Je vous donnerai un exemple tiré du secteur humanitaire. En cas d'urgence humanitaire, tout d'un coup, un service de l'ONU, de l'UNICEF, de l'OMS ou autre a besoin d'un expert particulier. Il prend contact avec nous et, grâce aux 5 millions de dollars de financement que nous ont donnés les Britanniques ou au million et demi de dollars de financement canadien, nous engageons l'expert que veut ce service et nous le détachons en l'espace de quelques jours. Nous sommes une source d'experts capable de réagir rapidement, d'assurer nous-mêmes la rémunération de l'expert parfois, ou de dire simplement d'autres fois : « Voici ses références et ses coordonnées de contact. Si vous le voulez, allez-y, embauchez-le directement vous-mêmes. »

Nous sommes une source d'experts pour l'armée canadienne dans le domaine de la formation. Pour les Affaires étrangères quand il s'agit de monter une opération sur le terrain. Le Foreign & Commonwealth Office est sur le point de nous engager pour les aider à recruter des experts d'Afrique et du Moyen-Orient pour leurs équipes itinérantes.

◆ **CONSIGNE A**
Recopiez sans aucune modification les lignes des enregistrements, en commençant par la ligne qui contient « Teacher note: indicate the green » et en allant jusqu'à la fin des enregistrements.
Le texte et les enregistrements constituent deux documents indépendants.

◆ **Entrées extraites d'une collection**
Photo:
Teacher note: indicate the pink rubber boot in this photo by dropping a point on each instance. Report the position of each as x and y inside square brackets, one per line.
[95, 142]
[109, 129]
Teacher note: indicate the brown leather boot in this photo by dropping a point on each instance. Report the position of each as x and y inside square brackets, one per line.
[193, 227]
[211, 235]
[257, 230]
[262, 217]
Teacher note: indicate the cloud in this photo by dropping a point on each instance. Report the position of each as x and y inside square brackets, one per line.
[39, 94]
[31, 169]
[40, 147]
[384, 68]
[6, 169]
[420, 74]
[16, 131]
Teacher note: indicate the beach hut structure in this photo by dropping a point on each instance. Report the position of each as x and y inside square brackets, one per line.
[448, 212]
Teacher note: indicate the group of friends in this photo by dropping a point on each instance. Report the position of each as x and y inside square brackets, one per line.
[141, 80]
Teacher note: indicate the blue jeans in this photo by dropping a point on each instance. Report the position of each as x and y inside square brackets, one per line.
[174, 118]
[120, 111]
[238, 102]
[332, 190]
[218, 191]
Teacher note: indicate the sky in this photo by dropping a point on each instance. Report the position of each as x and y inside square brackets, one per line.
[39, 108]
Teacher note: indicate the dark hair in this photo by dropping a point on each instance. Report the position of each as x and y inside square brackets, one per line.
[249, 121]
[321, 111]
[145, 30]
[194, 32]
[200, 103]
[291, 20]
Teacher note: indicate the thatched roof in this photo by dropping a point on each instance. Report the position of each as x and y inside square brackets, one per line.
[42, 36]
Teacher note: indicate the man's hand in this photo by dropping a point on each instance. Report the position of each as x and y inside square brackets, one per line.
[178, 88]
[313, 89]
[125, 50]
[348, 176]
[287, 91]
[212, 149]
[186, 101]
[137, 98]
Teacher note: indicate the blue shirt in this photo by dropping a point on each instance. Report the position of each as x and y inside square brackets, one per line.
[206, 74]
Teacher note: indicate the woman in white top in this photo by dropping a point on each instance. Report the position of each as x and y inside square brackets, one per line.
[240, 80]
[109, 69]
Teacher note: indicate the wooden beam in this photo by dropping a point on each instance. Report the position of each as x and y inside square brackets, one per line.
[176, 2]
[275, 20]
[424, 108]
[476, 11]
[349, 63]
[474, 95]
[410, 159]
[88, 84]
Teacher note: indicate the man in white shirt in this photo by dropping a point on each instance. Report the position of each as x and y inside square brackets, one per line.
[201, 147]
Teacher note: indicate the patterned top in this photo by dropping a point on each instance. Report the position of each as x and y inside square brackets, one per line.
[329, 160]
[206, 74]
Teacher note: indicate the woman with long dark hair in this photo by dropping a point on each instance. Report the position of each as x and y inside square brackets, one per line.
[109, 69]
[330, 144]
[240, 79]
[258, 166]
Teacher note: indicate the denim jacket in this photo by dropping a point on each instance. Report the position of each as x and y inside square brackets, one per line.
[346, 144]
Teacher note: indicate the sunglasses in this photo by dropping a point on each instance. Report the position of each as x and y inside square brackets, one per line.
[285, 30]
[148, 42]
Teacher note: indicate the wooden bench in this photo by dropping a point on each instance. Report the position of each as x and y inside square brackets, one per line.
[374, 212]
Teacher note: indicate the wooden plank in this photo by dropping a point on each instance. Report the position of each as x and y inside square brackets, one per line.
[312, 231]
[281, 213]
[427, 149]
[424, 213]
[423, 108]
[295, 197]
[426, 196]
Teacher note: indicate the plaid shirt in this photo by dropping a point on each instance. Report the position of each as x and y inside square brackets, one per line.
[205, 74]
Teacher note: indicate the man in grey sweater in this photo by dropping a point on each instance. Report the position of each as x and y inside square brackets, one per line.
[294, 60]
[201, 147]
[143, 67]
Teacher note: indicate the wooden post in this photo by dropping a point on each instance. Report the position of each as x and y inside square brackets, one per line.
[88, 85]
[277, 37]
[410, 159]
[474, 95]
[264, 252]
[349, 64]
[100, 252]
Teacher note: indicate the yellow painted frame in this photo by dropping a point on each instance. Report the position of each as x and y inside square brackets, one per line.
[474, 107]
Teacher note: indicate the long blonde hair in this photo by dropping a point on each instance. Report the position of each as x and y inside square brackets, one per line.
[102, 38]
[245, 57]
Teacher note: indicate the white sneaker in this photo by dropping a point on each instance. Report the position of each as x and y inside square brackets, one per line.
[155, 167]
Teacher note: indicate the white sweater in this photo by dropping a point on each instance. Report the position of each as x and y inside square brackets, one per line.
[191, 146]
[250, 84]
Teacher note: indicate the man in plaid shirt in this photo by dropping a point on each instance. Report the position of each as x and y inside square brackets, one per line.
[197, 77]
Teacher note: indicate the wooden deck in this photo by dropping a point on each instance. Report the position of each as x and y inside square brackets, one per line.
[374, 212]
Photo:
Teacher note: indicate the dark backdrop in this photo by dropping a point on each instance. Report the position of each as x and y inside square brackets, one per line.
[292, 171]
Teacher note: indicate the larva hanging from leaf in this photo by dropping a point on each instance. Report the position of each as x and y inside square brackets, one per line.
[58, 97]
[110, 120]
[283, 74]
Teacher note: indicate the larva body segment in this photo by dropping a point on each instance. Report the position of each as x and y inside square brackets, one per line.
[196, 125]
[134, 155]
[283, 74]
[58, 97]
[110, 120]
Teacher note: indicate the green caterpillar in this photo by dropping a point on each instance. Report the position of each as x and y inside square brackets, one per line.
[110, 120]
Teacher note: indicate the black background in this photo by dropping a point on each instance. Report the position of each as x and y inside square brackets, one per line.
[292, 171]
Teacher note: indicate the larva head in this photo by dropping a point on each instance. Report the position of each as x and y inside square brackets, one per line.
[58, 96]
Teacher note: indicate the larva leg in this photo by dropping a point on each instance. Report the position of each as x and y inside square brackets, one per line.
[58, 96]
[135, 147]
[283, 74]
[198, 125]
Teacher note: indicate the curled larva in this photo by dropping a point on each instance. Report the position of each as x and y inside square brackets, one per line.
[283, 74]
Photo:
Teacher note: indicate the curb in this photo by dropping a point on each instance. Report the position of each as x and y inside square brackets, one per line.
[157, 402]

◆ **CONSIGNE B**
Reproduisez fidèlement le passage du texte qui commence par « Nous sommes une source d'experts pour » et se termine par « leurs équipes itinérantes. ».

◆ **RÉPONSE ATTENDUE A**
Teacher note: indicate the green caterpillar in this photo by dropping a point on each instance. Report the position of each as x and y inside square brackets, one per line.
[110, 120]
Teacher note: indicate the black background in this photo by dropping a point on each instance. Report the position of each as x and y inside square brackets, one per line.
[292, 171]
Teacher note: indicate the larva head in this photo by dropping a point on each instance. Report the position of each as x and y inside square brackets, one per line.
[58, 96]
Teacher note: indicate the larva leg in this photo by dropping a point on each instance. Report the position of each as x and y inside square brackets, one per line.
[58, 96]
[135, 147]
[283, 74]
[198, 125]
Teacher note: indicate the curled larva in this photo by dropping a point on each instance. Report the position of each as x and y inside square brackets, one per line.
[283, 74]
Photo:
Teacher note: indicate the curb in this photo by dropping a point on each instance. Report the position of each as x and y inside square brackets, one per line.
[157, 402]

◆ **RÉPONSE ATTENDUE B**
Nous sommes une source d'experts pour l'armée canadienne dans le domaine de la formation. Pour les Affaires étrangères quand il s'agit de monter une opération sur le terrain. Le Foreign & Commonwealth Office est sur le point de nous engager pour les aider à recruter des experts d'Afrique et du Moyen-Orient pour leurs équipes itinérantes.